> _PROBLEM REQUIREMENTS_
In each of the entries below, swap "pixel coordinates" for "image coordinates" and write the lines out again with everything else left the same.

[START OF GIVEN RECORDS]

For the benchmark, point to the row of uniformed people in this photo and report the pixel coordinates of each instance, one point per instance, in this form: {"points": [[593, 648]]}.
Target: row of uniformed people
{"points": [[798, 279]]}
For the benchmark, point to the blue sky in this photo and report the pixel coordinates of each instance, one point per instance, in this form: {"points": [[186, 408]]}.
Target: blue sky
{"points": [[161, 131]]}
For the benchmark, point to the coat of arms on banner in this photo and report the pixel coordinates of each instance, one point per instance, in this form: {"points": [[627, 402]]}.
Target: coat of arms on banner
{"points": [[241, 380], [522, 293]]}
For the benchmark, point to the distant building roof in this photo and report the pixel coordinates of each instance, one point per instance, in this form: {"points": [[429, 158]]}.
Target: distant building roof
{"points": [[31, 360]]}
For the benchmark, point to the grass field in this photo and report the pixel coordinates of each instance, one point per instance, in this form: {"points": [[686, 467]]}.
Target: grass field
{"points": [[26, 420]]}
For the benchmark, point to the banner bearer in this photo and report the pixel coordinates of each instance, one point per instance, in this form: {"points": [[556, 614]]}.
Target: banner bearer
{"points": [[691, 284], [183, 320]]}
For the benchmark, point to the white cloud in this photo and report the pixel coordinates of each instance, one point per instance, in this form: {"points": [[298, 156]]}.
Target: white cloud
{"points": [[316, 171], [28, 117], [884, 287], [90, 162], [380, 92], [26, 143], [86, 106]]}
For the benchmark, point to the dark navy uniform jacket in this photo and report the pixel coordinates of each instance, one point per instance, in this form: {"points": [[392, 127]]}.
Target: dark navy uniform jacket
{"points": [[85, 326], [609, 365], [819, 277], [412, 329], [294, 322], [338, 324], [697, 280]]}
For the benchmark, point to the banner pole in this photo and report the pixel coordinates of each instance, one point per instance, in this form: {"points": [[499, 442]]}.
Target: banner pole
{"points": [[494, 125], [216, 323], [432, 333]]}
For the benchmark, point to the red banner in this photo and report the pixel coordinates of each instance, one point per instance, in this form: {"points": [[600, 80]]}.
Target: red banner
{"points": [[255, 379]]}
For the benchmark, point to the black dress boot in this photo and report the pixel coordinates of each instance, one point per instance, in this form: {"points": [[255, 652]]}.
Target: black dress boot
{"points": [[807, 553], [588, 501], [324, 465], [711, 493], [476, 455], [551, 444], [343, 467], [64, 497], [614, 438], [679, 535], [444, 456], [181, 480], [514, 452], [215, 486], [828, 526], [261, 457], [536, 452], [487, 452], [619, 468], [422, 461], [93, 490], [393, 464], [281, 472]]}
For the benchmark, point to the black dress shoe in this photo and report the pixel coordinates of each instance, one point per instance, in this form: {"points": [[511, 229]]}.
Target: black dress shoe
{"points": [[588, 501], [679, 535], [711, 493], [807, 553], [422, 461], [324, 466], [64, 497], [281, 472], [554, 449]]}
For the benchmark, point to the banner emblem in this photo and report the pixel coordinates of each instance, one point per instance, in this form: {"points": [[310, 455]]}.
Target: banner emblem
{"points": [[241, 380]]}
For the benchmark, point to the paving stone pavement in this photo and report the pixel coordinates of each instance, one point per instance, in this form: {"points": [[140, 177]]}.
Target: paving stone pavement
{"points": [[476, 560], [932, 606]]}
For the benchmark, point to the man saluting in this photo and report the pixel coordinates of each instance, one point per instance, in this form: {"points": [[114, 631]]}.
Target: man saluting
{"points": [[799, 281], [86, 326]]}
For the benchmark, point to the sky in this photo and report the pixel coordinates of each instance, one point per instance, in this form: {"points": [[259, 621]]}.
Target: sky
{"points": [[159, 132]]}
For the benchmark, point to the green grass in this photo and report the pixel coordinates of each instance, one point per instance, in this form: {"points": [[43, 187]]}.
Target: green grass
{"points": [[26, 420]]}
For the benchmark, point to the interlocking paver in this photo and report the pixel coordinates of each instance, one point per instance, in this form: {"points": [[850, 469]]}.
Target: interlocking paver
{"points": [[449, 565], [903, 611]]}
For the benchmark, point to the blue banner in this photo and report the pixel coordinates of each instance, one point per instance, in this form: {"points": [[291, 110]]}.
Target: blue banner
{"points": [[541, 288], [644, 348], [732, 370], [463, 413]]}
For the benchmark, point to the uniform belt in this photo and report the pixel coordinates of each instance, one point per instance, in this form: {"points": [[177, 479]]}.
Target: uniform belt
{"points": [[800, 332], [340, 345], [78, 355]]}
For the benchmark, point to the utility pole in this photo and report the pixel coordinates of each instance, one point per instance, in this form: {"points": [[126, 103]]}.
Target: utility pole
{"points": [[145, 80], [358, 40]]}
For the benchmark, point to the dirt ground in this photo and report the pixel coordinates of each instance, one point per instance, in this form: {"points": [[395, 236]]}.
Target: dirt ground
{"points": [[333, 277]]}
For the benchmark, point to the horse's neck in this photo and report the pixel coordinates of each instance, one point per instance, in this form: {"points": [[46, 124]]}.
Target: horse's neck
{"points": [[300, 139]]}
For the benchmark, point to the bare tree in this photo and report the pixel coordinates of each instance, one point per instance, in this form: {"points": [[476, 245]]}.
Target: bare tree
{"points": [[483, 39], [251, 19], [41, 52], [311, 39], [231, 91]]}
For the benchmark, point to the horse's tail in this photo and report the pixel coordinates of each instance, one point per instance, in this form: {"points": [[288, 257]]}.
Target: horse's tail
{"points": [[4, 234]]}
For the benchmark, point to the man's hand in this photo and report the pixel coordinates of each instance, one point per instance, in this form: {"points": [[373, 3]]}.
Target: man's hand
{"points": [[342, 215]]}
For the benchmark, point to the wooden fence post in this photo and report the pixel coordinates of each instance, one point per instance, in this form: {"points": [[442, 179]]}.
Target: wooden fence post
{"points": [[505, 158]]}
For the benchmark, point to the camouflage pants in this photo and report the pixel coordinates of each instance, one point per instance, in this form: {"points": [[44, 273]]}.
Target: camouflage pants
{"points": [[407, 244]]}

[END OF GIVEN RECORDS]

> _OUTPUT FOR THIS TASK_
For the benchmark, point to the row of uniformed people in this photo and report the image coordinates of each instance, one point per instance, in this form: {"points": [[593, 648]]}.
Target: row of uniformed people
{"points": [[798, 279]]}
For the benchmark, point to the blue sky in this photo and report the image coordinates of each instance, one point per instance, in this form: {"points": [[186, 408]]}.
Target: blue sky
{"points": [[161, 131]]}
For the benchmark, point to the coat of arms on banner in this photo and report the image coordinates of each instance, one point per instance, in this form: {"points": [[627, 402]]}.
Target: coat of arms on banner
{"points": [[241, 380], [522, 293]]}
For the benchmark, point to the distant building roof in this photo and report the image coordinates of each instance, one point per instance, in this form: {"points": [[429, 158]]}.
Target: distant building roof
{"points": [[31, 360]]}
For the benchmark, point to the grass field in this photo and report the image coordinates of each instance, one point per instance, in this form: {"points": [[686, 467]]}.
Target: grass field
{"points": [[26, 420]]}
For the benchmark, point to the banner bearer in this photo and report the image coordinates of each instance, one point per instance, in this form: {"points": [[556, 614]]}.
Target: banner bearer
{"points": [[691, 284], [183, 320]]}
For the benchmark, point to the white cloud in this photo and report the image coordinates of each instance, one point per instance, in this form: {"points": [[298, 156]]}.
Target: white cloud
{"points": [[316, 171], [28, 117], [884, 287], [90, 162], [380, 92], [26, 143], [86, 106]]}
For the benchmark, point to the dark navy uniform jacket in this photo and report the image coordinates of each instance, one point per instance, in this form: {"points": [[392, 127]]}.
Target: dark navy uniform jacket
{"points": [[85, 326], [609, 365], [819, 277], [412, 329], [294, 322], [338, 324], [697, 280]]}
For the benchmark, point to the banner pole in this photo and report the image coordinates of each instance, one point per instance, in this form: {"points": [[499, 442]]}.
Target: banner pole
{"points": [[494, 125], [216, 323], [432, 333]]}
For the benchmark, point to the red banner in this photo and report the image coordinates of each instance, one point per instance, in this form: {"points": [[600, 80]]}.
Target: red banner
{"points": [[255, 379]]}
For the benchmark, point to the black dress boot in this photo and report the image coordinates of each instance, one point per instance, in this form: {"points": [[255, 652]]}.
Target: black dress boot
{"points": [[807, 553], [588, 501], [324, 465], [711, 493], [476, 455], [551, 444], [343, 467], [64, 497], [614, 438], [679, 535], [444, 456], [181, 480], [514, 452], [215, 486], [828, 526], [261, 457], [536, 452], [487, 452], [619, 468], [422, 461], [93, 490], [393, 464], [281, 472]]}
For the benchmark, point to the black dress shoe in this photo and report the image coordinates of each instance, one point per instance, in this form: {"points": [[511, 229]]}.
Target: black dress shoe
{"points": [[588, 501], [679, 535], [711, 493], [807, 553], [422, 461], [324, 466], [64, 497], [281, 472], [554, 449]]}
For the benchmark, point to the banner emblem in this photo and report the image coordinates of each instance, one point per instance, in this form: {"points": [[310, 455]]}.
Target: banner emblem
{"points": [[241, 380]]}
For the benchmark, point to the paving stone pavement in this photo and report the image coordinates of each instance, one point per instance, in this form: {"points": [[140, 177]]}.
Target: paving stone pavement
{"points": [[476, 560], [932, 606]]}
For the benchmark, point to the man saluting in this photo and report the image coordinates of each instance, one point per instance, in this form: {"points": [[114, 631]]}.
Target: man saluting
{"points": [[799, 281], [86, 326]]}
For the benchmark, point to the sky in this photo and report the image coordinates of each instance, one point per instance, in this form: {"points": [[259, 621]]}.
Target: sky
{"points": [[159, 132]]}
For the benchmark, point to the green grass in this photo and report the image coordinates of each instance, one point per instance, in this form: {"points": [[43, 187]]}.
Target: green grass
{"points": [[26, 420]]}
For the benchmark, point to the interlocking paver in this photo and report the image coordinates of each instance, one point per instance, in this form: {"points": [[850, 469]]}.
Target: interlocking paver
{"points": [[449, 565], [903, 611]]}
For the benchmark, point to the blue banner in this photo and report the image coordinates of each instance, one point per instance, in this form: {"points": [[291, 110]]}.
Target: blue banner
{"points": [[541, 288], [644, 348], [732, 370], [463, 413]]}
For the benchmark, point to the uniform belt in this photo and report the image coordinates of each instance, one point per instance, in this form: {"points": [[177, 479]]}.
Target: uniform belt
{"points": [[800, 332], [340, 345], [78, 355]]}
For the benchmark, point to the utility pole in this photo and report the image coordinates of each instance, one point per instance, in this form: {"points": [[126, 103]]}.
Target: utility pole
{"points": [[145, 80], [358, 40]]}
For the benchmark, point to the dirt ground in this photo and report the image coordinates of each instance, one point per instance, in this form: {"points": [[395, 236]]}.
Target: dirt ground
{"points": [[333, 277]]}
For the benchmark, point to the horse's neck in this photo and report the image coordinates of each instance, one point per instance, in this form: {"points": [[46, 124]]}.
Target: horse's neck
{"points": [[300, 139]]}
For the benchmark, point to the bare tree in this photo and report the image coordinates of each instance, one point per instance, in this form: {"points": [[476, 245]]}.
Target: bare tree
{"points": [[483, 39], [251, 19], [41, 52], [311, 39], [231, 91]]}
For the benchmark, point to the horse's tail in this photo and report the image coordinates of each instance, one point per instance, in this form: {"points": [[288, 257]]}.
Target: horse's tail
{"points": [[4, 234]]}
For the benchmark, point to the man's hand in this photo and report the image coordinates of each instance, one point per instance, in this form: {"points": [[373, 3]]}.
Target: man's hand
{"points": [[342, 215]]}
For the benchmark, point to the wooden fence post in this photo and report the image coordinates of each instance, one point per instance, in this form: {"points": [[442, 179]]}.
Target: wooden fence post
{"points": [[505, 158]]}
For the benchmark, point to the camouflage pants in this photo and report the image coordinates of each instance, one point per instance, in this form: {"points": [[44, 273]]}.
Target: camouflage pants
{"points": [[407, 244]]}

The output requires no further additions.